Short task 1:
Echo, character for character, the part of the records that opens with their first line and closes with the line containing "[136,115,205,308]", with both of those lines included.

——

"Slava Mogutin & Justin Beal" in the back room at Bortolami

Mogutin_Slava_Joey_2.jpg
Slava Mogutin Joey San Francisco, 1999 archival C-print mounted on aluminum 30" x 20"


Mogutin_Slava_Yellow_Billboard.jpg
Slava Mogutin Yellow Billboard Moscow, 2004 archival C-print mounted on aluminum 30" x 20"


There's nothing about this installation on the gallery's site, so I'm not sure about its status or (perhaps more importantly for visitors) its dates. I'm referring to an intense show of some work by Slava Mogutin and Justin Beal which I saw in the small room at Bortolami almost two weeks ago. Since I'm unable to call to the gallery office at this time of night, I'm going to assume it will remain up until August 31, when the show in the larger space closes.*

These ten photographs by Mogutin, sweetly-badass Russian poet and American visual artist, were made over a period of the last seven or eight years. I've seen some of them before, but I enjoyed the intelligence, the humor, the sophistication, the intimacy, the eroticism and the beauty in all the work on those walls as much or more than I have ever enjoyed his art before - which is to say, a lot.

——

Short task 2:
Duplicate the entire post about the Mogutin and Beal show at Bortolami, keeping every word and mark unchanged.

Task data:
——

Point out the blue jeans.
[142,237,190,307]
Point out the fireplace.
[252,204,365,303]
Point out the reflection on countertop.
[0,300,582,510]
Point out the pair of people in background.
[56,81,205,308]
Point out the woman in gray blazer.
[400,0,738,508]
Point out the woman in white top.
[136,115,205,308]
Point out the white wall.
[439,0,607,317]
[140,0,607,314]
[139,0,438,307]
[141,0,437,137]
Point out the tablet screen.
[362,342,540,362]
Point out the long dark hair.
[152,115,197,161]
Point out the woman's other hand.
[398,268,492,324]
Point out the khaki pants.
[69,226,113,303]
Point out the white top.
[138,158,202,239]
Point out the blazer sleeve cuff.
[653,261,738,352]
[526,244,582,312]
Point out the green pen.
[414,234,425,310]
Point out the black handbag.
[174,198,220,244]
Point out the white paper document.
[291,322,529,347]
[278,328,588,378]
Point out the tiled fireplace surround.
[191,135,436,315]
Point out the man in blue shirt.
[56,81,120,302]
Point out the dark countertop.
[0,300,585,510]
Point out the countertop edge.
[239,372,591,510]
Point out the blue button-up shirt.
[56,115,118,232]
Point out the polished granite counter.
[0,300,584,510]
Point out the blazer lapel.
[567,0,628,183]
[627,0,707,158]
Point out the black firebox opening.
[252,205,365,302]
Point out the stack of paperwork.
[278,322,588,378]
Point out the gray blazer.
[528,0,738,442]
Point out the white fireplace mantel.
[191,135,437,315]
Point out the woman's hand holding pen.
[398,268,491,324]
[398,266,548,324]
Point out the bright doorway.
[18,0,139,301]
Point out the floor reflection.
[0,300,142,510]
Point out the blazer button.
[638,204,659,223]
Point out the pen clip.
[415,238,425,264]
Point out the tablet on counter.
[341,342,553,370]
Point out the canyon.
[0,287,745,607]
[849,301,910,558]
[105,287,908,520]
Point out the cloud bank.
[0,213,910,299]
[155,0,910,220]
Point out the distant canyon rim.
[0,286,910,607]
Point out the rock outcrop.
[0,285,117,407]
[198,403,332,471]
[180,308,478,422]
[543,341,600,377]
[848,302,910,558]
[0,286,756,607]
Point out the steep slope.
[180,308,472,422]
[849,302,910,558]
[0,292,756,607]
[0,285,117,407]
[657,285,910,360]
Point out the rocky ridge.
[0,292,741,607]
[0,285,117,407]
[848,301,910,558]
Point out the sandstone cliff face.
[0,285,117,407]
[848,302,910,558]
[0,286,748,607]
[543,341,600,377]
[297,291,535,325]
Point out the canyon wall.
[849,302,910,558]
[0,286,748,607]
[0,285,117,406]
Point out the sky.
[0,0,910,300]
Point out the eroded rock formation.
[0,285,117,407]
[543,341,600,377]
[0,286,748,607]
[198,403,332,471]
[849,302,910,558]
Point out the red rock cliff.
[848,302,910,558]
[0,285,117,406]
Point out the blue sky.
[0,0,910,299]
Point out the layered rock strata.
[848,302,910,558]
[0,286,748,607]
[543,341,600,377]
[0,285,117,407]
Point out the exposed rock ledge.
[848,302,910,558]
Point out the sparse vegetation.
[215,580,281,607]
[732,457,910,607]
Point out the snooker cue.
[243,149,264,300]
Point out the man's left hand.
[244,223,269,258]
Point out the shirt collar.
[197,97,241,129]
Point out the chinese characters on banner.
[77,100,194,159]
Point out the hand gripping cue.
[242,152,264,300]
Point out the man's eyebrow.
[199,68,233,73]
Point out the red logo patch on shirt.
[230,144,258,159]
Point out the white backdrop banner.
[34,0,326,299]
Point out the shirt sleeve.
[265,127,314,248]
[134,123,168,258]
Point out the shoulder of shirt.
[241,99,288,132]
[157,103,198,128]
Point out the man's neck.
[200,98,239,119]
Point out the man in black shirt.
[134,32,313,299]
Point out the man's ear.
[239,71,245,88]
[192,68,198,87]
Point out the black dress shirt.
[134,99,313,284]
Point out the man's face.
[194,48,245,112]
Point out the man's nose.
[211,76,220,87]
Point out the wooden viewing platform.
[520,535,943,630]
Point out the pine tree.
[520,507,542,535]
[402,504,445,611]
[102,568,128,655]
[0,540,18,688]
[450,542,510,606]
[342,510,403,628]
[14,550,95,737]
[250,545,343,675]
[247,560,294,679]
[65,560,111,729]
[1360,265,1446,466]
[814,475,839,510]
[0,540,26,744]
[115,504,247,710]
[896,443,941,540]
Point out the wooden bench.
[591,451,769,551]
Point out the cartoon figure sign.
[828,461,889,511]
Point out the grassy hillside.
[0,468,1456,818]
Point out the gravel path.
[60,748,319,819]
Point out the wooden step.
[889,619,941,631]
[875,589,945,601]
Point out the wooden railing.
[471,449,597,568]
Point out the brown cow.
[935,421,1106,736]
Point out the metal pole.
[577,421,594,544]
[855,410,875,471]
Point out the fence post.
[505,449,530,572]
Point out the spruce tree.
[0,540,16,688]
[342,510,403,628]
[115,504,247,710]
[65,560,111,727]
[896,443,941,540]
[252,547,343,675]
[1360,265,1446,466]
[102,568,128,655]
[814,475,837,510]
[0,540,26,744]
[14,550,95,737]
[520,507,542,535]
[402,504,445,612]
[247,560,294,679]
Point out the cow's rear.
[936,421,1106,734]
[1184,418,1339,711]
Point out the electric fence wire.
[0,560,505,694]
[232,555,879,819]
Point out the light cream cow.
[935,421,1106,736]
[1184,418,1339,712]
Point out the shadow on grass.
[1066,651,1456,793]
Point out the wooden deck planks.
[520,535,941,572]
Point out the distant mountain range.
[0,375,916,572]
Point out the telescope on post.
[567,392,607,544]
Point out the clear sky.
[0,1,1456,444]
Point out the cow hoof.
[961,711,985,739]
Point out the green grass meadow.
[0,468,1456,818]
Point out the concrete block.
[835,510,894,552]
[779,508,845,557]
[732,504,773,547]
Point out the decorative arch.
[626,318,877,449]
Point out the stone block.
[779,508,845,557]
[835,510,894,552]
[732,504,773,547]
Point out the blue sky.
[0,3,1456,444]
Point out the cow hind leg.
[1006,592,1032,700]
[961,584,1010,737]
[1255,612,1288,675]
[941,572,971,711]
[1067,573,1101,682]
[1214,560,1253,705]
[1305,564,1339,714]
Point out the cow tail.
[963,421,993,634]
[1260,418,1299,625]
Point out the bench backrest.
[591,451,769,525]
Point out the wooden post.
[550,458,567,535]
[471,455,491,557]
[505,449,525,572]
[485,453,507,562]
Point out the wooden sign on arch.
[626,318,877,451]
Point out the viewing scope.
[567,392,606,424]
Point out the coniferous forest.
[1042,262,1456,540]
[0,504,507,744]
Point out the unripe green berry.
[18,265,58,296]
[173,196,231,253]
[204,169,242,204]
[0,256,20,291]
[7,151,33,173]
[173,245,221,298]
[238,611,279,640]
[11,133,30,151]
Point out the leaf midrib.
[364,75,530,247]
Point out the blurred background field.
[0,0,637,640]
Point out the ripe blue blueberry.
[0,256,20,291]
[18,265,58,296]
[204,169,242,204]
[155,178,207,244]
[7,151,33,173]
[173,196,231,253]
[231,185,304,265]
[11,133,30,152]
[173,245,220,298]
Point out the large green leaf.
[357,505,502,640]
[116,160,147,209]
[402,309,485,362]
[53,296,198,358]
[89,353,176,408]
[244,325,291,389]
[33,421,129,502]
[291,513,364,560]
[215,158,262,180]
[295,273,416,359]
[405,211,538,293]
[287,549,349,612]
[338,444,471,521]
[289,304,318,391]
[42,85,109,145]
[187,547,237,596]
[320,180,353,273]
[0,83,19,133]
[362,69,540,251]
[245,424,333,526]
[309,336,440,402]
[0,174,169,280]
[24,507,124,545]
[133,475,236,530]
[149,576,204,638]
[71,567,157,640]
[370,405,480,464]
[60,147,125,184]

——

Solution 1:
Point out the blue jeans.
[142,237,190,307]
Point out the fireplace.
[252,204,365,303]
Point out the reflection on countertop.
[0,300,582,510]
Point out the pair of people in background.
[56,81,205,308]
Point out the woman in gray blazer.
[400,0,738,508]
Point out the woman in white top.
[136,115,205,308]

Solution 2:
"Slava Mogutin & Justin Beal" in the back room at Bortolami

Mogutin_Slava_Joey_2.jpg
Slava Mogutin Joey San Francisco, 1999 archival C-print mounted on aluminum 30" x 20"


Mogutin_Slava_Yellow_Billboard.jpg
Slava Mogutin Yellow Billboard Moscow, 2004 archival C-print mounted on aluminum 30" x 20"


There's nothing about this installation on the gallery's site, so I'm not sure about its status or (perhaps more importantly for visitors) its dates. I'm referring to an intense show of some work by Slava Mogutin and Justin Beal which I saw in the small room at Bortolami almost two weeks ago. Since I'm unable to call to the gallery office at this time of night, I'm going to assume it will remain up until August 31, when the show in the larger space closes.*

These ten photographs by Mogutin, sweetly-badass Russian poet and American visual artist, were made over a period of the last seven or eight years. I've seen some of them before, but I enjoyed the intelligence, the humor, the sophistication, the intimacy, the eroticism and the beauty in all the work on those walls as much or more than I have ever enjoyed his art before - which is to say, a lot.